┌─ DOCUMENT

[Writingworkshop] Thank you Mr Wittgenstein

Neale Morison nmorison at MIT.EDU
Wed Mar 19 23:55:41 EDT 2008


Thank you, Adam, for putting me in touch with another tortured soul 
struggling to understand Ludwig.
Adam Holland wrote:
> Fantastic.  This was truly great.
> I'm going to have to issue the warning from the reading about your 
> writing for a limited audience,though.
> More's the pity.
>
> I'll also share this, which is funny as hell, and about Wittgenstein.
>
> http://www.amazon.com/exec/obidos/tg/feature/-/539219/002-7237538-2781625
>
> On Wed, Mar 19, 2008 at 4:55 PM, Neale Morison <neale at nealemorison.com 
> <mailto:neale at nealemorison.com>> wrote:
>
>     Dear Mr Wittgenstein,
>     Thank you for your interesting submission. As distinct from the
>     telephone directory, long on character but  short on plot, your piece
>     would seem to have neither. It is true that you introduce facts,
>     items,
>     objects, things and states of affairs quite early in the work, but
>     your
>     attempts to develop them fall short of capturing our interest. We
>     cannot
>     sympathize with an item, unless it shows us something which we can
>     identify as our own. Your items have no goals, no yearnings, no
>     feelings. You could at least give them names, and some simple
>     description. Ludwig is a tall, pale object with a tendency to
>     melancholy, perhaps not fully in touch with his sexual nature,
>     Marguerite is a plump, mischievous item with a dazzling smile. Now let
>     these items interact. "There is no object that we can imagine excluded
>     from the possibility of combining with others." Your words, Mr
>     Wittgenstein.
>     Your profound insight, that the possibilities must be inherent in a
>     thing from the beginning, might constitute a powerful theme for your
>     piece, but please don't tell us, show us. Ludwig and Marguerite
>     may well
>     combine, but the possibilities of their combination are ultimately
>     limited by some incompatibility in their inherent qualities, their
>     natures.
>     The determined fatalism of your outlook can be brought alive to the
>     reader by some simple device. Ludwig is running for the train. With a
>     gust of steam and smoke it pulls out. "I was always going to miss it,"
>     Ludwig remarks to himself. He goes to the station cafe to wait for the
>     next train. There is Marguerite, sipping a coffee and munching a
>     Sacher
>     Torte. He is instantly drawn to her.  "It is as if we were always
>     going
>     to meet," muses Ludwig. "Nothing is accidental."
>     Independence, expressed as the potential for dependence in different
>     situations, is a form of dependence. This is a wonderful idea.
>     Marguerite is on the rebound from a tragic relationship with a
>     mentally
>     unstable expressionist painter, and has sworn to steer clear of men,
>     particularly tall pale ones, but finds that she cannot exist in a
>     void.
>     She is drawn inexorably into the vortex of Ludwig's strange
>     attraction.
>     Ludwig experiences a yearning to know Marguerite's internal
>     properties.
>     "Then I would truly know her, and all possibilities would be
>     clear," he
>     rhapsodises.

└─
┌─ LISTING

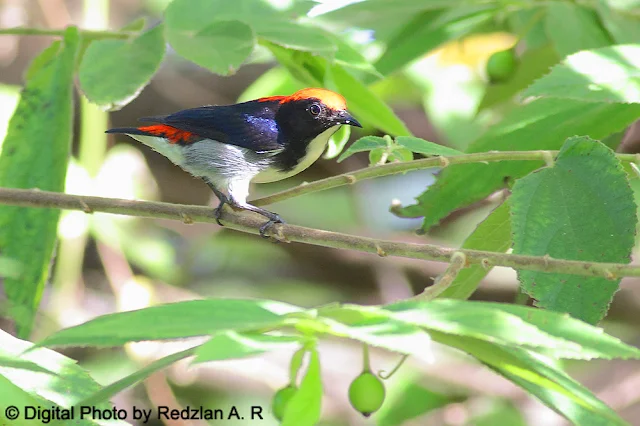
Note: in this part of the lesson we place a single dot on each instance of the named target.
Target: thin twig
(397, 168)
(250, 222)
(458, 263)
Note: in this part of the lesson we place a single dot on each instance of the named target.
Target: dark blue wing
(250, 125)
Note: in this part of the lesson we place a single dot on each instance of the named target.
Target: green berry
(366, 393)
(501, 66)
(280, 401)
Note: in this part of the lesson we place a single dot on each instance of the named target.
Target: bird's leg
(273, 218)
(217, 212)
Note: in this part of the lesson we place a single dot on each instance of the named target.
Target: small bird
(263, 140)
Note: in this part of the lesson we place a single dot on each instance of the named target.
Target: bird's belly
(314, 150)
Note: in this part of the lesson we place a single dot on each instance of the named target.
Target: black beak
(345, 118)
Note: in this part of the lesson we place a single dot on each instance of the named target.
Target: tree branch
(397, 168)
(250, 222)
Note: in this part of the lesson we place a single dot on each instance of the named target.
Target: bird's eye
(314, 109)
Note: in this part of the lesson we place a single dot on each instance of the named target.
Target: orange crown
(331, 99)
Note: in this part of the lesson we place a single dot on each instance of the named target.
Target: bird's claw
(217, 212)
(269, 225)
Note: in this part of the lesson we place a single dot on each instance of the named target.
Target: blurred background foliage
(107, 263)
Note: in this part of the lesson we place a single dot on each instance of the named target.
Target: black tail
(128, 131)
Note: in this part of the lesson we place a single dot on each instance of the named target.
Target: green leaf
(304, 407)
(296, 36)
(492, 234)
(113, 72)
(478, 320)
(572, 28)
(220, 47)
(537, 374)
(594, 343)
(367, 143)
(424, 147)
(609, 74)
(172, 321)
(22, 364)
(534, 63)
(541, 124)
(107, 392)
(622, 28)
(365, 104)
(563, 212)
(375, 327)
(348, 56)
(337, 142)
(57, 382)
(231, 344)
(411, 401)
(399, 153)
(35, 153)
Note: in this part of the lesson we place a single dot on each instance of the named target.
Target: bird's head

└─
┌─ LISTING

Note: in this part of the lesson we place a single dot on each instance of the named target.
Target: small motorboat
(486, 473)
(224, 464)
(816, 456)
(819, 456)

└─

From the post to the writing workshop list, copy word for word the passage that begins with the words containing "Thank you, Adam, for" and ends with "a limited audience,though.".

WORKED ANSWER.
Thank you, Adam, for putting me in touch with another tortured soul 
struggling to understand Ludwig.
Adam Holland wrote:
> Fantastic.  This was truly great.
> I'm going to have to issue the warning from the reading about your 
> writing for a limited audience,though.